## [Activity]
Exact copy, no pictures: restate each entry below word for word.
-- Source data follows --
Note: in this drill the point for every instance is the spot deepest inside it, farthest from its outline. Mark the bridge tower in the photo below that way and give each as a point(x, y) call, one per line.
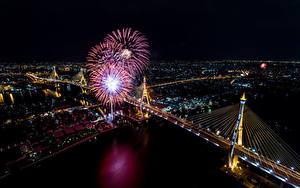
point(145, 98)
point(54, 76)
point(83, 82)
point(237, 134)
-- Source data concluded --
## [Answer box]
Note: in this drill the point for every instance is the spot deepest inside it, farthest from its outline. Mark the bridge tower in the photo below that way and give each as a point(x, y) call, one per line.
point(145, 98)
point(54, 76)
point(83, 82)
point(237, 134)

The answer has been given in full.